El comentario en tono arrogante es un abrebocas del talante de una embajada controladora de a dónde van, con quiénes hablan y qué hacen los estadounidenses que vienen al país. Una embajada que hoy se cree también con el derecho de decirles a congresistas colombianos cómo votar proyectos de ley y a magistrados colombianos cómo fallar decisiones judiciales. Una embajada desde donde la DEA ha lanzado una estrategia de entrampamiento judicial contra la JEP y el proceso de paz.
Es cierto que Whitaker lleva mucho en Colombia y por eso es hora de que el embajador se vaya. Porque detrás del intervencionismo sin precedentes que desde la embajada gringa se cocina puede haber menos de estrategia y más de disfunción diplomática.
Una disfunción que arranca con la razón misma de que Whitaker lleve en Colombia tanto tiempo. Whitaker, nominado por Obama en el 2013 a la embajada en Bogotá, fue relegado del proceso de paz cuando Obama mismo nombró a Bernie Aronson como enviado especial a las negociaciones en La Habana. Ese desplante tuvo el tiempo de hacer metástasis en el ego herido de Whitaker gracias a que el primer nominado por Trump para reemplazarlo en Bogotá, Joseph Macmanus, fue bloqueado en el proceso de aprobación del Senado en Estados Unidos por el mismo Partido Republicano.
En ese entonces Adam Isacson, analista estadounidense de temas colombianos, comentó que era una muestra de la “disfunción de Washington” en la era Trump. Un despelote que se rebosó en Foggy Bottom, en el Departamento de Estado, de donde fueron despedidos experimentados diplomáticos, adonde llegó el petrolero Rex Tillerson, que nunca supo dónde estaba parado, y donde duraron meses vacantes puestos claves, como la Subsecretaría de Estado para América Latina.

**Datos mostrados**:

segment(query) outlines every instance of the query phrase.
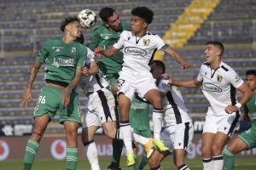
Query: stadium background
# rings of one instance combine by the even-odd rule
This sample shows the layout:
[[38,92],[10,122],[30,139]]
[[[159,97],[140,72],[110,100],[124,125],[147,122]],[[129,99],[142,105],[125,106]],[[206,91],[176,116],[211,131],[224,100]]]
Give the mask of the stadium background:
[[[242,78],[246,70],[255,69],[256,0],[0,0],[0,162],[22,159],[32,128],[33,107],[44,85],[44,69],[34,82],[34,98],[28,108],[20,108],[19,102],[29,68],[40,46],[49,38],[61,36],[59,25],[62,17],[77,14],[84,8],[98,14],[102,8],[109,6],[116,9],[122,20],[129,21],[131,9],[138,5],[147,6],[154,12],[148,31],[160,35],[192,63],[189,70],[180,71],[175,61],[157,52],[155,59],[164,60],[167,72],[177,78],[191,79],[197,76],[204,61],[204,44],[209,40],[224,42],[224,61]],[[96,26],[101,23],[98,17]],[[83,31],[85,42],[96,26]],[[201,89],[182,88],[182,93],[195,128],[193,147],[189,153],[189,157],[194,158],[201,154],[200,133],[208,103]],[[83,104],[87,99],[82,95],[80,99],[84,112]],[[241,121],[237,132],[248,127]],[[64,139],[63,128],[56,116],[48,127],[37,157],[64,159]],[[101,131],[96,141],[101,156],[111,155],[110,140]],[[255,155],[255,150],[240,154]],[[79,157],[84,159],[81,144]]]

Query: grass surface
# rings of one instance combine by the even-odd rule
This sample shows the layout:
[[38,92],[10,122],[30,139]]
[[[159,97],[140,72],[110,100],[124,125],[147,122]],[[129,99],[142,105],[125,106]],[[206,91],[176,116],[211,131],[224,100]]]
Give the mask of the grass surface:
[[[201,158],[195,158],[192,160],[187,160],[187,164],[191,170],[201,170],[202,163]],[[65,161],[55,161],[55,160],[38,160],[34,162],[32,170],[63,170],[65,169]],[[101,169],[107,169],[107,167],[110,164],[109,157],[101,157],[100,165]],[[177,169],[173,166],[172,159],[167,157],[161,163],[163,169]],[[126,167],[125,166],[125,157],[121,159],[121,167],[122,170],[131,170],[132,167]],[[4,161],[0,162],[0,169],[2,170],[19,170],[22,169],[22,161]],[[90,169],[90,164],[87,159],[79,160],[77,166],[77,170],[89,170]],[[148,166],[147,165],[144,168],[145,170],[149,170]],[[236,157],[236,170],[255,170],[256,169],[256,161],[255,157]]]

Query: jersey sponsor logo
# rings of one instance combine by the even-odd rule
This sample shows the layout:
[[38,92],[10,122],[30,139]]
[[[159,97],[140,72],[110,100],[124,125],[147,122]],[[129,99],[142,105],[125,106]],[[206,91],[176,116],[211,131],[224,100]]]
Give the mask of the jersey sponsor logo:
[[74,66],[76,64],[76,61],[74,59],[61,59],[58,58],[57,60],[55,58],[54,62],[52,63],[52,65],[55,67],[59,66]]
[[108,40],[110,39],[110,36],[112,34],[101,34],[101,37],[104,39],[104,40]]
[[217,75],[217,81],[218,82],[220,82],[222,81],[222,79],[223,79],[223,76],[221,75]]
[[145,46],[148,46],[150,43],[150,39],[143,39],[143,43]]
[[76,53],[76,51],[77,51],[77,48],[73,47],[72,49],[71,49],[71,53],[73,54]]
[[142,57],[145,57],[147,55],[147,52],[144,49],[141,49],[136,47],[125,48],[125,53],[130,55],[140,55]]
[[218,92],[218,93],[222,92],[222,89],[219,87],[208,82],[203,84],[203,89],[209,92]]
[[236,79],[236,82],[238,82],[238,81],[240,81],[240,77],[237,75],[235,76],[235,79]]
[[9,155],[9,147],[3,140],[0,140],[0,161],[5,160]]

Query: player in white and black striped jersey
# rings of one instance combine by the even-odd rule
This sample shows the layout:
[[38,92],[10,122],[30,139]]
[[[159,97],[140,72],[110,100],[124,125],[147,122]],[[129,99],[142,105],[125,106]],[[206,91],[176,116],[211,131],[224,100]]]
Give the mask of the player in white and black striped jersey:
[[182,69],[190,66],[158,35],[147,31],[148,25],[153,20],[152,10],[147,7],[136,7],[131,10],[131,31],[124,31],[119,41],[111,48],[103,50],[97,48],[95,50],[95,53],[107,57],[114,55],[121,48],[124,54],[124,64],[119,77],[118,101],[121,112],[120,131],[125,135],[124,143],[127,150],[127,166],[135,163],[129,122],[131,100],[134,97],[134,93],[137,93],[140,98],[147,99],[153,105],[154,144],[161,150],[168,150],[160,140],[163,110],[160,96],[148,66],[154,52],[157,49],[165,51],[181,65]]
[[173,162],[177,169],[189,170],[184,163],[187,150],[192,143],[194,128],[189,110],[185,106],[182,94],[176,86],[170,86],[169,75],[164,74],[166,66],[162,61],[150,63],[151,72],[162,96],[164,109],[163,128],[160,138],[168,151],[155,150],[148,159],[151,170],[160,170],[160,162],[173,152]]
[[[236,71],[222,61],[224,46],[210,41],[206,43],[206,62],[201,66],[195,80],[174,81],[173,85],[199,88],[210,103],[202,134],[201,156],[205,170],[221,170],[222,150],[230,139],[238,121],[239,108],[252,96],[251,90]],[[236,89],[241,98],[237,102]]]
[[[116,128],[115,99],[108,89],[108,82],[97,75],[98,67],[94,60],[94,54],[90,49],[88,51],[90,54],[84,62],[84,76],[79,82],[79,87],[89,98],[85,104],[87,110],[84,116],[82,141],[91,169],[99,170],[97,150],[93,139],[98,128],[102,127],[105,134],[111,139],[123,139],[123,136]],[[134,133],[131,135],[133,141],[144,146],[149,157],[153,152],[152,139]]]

**Ejercicio escrito**:
Transcriba del texto fuente el pasaje comprendido entre "En ese entonces" y "para América Latina.", ambos inclusive. Los ítems constituyen un material independiente del texto fuente.

**Respuesta correcta**:
En ese entonces Adam Isacson, analista estadounidense de temas colombianos, comentó que era una muestra de la “disfunción de Washington” en la era Trump. Un despelote que se rebosó en Foggy Bottom, en el Departamento de Estado, de donde fueron despedidos experimentados diplomáticos, adonde llegó el petrolero Rex Tillerson, que nunca supo dónde estaba parado, y donde duraron meses vacantes puestos claves, como la Subsecretaría de Estado para América Latina.